In gergo lo chiamano “retention”, cioè “mantenimento”: la capacità dell’azienda di conservare i propri dipendenti. Giulio Xhaet, partner & head of Communication di Newton Group, voce molto ascoltata su LinkedIn, analizza una situazione che vede ancora troppe Pmi impreparate sul tema.
«Per evitare che i giovani talenti scappino altrove, un imprenditore – esordisce Xhaet, anche docente per la 24Ore Business School – non deve immaginare che le esigenze delle nuove generazioni, in fondo siano simili, se non identiche, alle sue o a i suoi primi riporti e i suoi collaboratori storici "quand'erano giovani". Ricerche ed evidenze in ogni nazione e in ogni industria riporta come la generazione Z e i più giovani tra i Millennial (i primi veri nativi digitali che abbiano mai colonizzato il mercato lavorativo) dimostrino una concezione inedita rispetto alle priorità di un "buon impiego".
══════
**CONSEGNA:** Riscrivi parola per parola l'intero brano sulla capacità delle aziende di trattenere i dipendenti. Le righe non hanno alcun ruolo in questo lavoro.
══════
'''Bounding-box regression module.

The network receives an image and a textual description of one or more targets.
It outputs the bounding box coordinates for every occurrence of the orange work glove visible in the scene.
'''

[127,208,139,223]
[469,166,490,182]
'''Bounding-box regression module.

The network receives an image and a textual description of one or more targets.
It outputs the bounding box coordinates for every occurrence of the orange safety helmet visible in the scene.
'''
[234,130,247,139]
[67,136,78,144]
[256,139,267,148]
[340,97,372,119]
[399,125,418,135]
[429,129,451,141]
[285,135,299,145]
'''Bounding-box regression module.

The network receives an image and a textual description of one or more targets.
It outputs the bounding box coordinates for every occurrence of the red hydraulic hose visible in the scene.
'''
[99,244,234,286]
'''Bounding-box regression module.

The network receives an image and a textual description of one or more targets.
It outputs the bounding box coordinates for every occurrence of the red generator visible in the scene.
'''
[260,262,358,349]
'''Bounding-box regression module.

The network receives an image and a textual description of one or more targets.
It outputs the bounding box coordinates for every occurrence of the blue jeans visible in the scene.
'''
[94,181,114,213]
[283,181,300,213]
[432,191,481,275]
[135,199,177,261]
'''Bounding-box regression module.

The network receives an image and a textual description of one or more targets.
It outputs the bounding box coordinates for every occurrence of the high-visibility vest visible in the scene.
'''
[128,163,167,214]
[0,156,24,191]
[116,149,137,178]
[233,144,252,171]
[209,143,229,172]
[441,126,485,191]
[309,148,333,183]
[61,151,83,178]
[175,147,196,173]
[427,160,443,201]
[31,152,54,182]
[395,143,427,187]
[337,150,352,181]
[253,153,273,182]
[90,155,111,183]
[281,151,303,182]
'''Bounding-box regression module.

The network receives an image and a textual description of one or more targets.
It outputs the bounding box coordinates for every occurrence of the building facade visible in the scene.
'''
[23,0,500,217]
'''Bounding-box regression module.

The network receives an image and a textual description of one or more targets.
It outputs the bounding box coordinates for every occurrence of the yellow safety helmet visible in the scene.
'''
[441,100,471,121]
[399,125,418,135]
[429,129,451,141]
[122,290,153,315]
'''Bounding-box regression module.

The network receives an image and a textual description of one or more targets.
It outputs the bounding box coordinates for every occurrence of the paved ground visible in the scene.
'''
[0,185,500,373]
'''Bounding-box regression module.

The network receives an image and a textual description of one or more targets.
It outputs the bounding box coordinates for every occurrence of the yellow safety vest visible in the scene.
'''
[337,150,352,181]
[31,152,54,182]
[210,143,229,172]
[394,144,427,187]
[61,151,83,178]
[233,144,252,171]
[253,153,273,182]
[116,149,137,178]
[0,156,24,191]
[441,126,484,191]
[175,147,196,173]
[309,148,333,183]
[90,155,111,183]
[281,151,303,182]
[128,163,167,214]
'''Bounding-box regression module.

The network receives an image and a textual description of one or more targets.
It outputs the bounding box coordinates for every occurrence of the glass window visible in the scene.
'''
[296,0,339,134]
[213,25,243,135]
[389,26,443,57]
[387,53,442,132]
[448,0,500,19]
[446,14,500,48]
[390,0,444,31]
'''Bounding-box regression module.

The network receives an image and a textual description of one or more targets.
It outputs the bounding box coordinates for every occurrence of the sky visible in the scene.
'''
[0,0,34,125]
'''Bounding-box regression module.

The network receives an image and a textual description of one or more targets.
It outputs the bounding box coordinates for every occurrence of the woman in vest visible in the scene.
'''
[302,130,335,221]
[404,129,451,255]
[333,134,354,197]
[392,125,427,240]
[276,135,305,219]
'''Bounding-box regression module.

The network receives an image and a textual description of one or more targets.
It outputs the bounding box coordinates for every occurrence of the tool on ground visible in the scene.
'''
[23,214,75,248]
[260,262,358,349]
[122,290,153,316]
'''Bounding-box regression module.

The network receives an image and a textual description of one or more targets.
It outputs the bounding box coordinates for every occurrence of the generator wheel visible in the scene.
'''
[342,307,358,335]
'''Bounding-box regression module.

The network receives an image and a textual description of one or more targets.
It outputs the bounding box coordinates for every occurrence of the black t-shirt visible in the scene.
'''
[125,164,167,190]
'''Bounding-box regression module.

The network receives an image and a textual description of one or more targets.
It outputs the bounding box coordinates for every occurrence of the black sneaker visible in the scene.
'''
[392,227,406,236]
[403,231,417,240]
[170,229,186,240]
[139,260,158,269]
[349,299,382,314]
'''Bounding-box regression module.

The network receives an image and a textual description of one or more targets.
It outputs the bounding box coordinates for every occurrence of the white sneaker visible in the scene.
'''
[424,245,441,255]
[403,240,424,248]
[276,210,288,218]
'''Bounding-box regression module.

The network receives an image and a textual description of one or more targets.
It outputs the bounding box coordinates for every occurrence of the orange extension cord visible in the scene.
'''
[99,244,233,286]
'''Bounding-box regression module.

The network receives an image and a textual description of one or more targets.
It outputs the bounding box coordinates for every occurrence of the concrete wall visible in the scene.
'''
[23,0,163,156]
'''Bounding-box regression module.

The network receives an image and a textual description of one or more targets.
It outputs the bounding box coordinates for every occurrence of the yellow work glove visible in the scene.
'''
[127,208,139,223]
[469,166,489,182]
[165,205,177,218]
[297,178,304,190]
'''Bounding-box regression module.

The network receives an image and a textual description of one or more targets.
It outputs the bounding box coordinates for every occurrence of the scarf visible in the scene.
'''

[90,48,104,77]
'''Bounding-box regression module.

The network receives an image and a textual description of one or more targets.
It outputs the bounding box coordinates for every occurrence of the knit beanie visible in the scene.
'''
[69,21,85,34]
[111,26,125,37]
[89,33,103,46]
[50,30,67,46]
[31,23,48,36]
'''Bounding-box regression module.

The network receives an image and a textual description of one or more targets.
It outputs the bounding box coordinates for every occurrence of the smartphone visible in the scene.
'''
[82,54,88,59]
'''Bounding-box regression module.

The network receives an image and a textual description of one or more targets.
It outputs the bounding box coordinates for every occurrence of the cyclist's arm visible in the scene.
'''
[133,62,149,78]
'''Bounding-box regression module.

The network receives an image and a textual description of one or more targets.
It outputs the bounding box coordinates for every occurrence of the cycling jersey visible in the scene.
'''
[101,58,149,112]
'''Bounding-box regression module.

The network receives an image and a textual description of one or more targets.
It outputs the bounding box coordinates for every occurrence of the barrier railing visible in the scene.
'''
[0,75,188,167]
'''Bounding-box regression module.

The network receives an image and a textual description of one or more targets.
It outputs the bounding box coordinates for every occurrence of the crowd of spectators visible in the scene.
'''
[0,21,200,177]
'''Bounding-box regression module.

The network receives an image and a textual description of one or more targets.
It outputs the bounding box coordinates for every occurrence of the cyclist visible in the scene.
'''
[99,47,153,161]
══════
**RISPOSTA:**
In gergo lo chiamano “retention”, cioè “mantenimento”: la capacità dell’azienda di conservare i propri dipendenti. Giulio Xhaet, partner & head of Communication di Newton Group, voce molto ascoltata su LinkedIn, analizza una situazione che vede ancora troppe Pmi impreparate sul tema.
«Per evitare che i giovani talenti scappino altrove, un imprenditore – esordisce Xhaet, anche docente per la 24Ore Business School – non deve immaginare che le esigenze delle nuove generazioni, in fondo siano simili, se non identiche, alle sue o a i suoi primi riporti e i suoi collaboratori storici "quand'erano giovani". Ricerche ed evidenze in ogni nazione e in ogni industria riporta come la generazione Z e i più giovani tra i Millennial (i primi veri nativi digitali che abbiano mai colonizzato il mercato lavorativo) dimostrino una concezione inedita rispetto alle priorità di un "buon impiego".